▸ **Work instructions**
State the number of lines in the listing below that contain the word "open", and nothing besides.

____

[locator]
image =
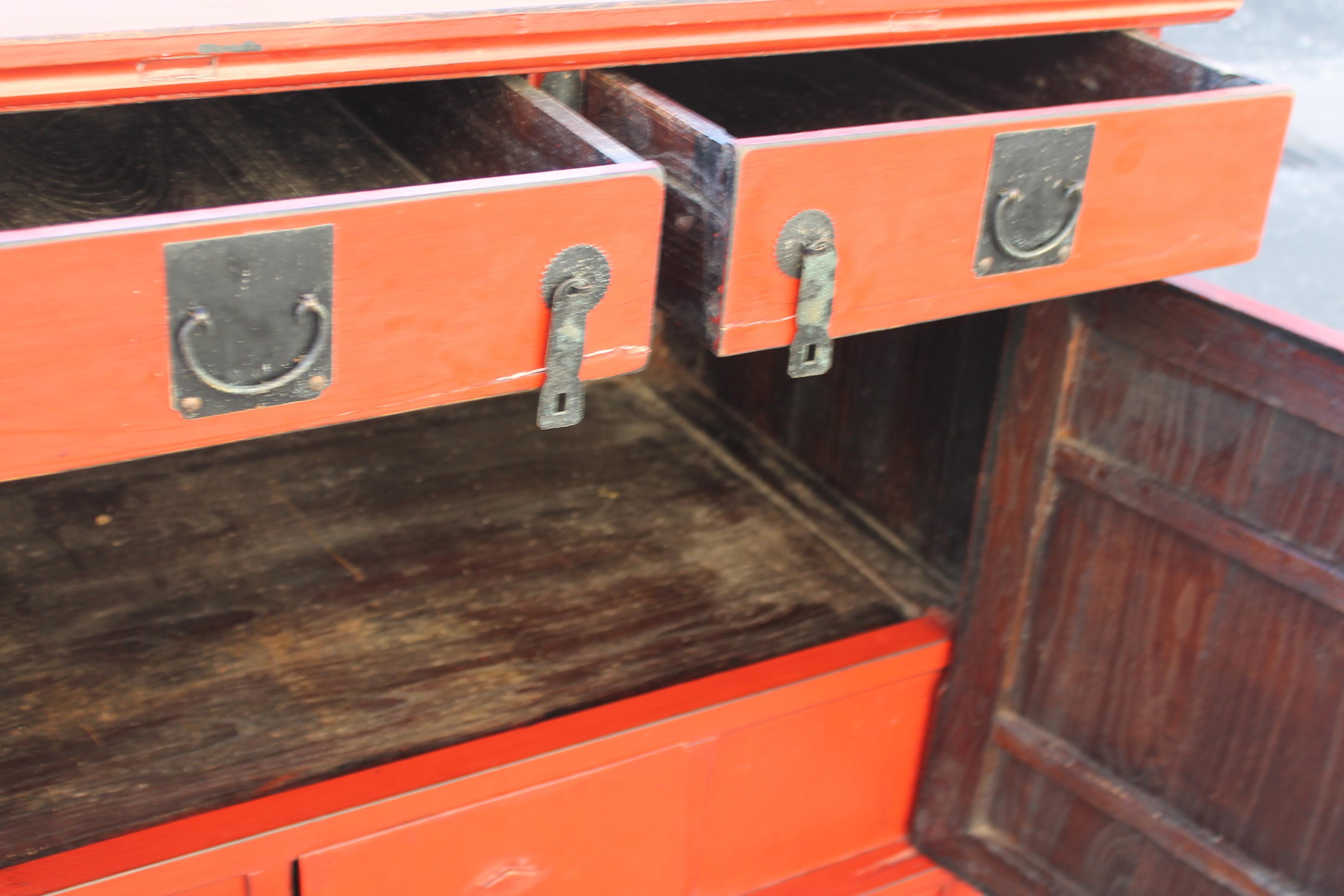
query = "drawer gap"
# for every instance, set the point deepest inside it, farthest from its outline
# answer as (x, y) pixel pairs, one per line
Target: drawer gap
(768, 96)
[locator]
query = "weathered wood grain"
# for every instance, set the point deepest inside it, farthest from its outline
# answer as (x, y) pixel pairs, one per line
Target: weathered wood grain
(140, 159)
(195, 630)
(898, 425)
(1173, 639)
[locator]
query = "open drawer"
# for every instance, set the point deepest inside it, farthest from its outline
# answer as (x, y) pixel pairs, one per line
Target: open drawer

____

▸ **Response below**
2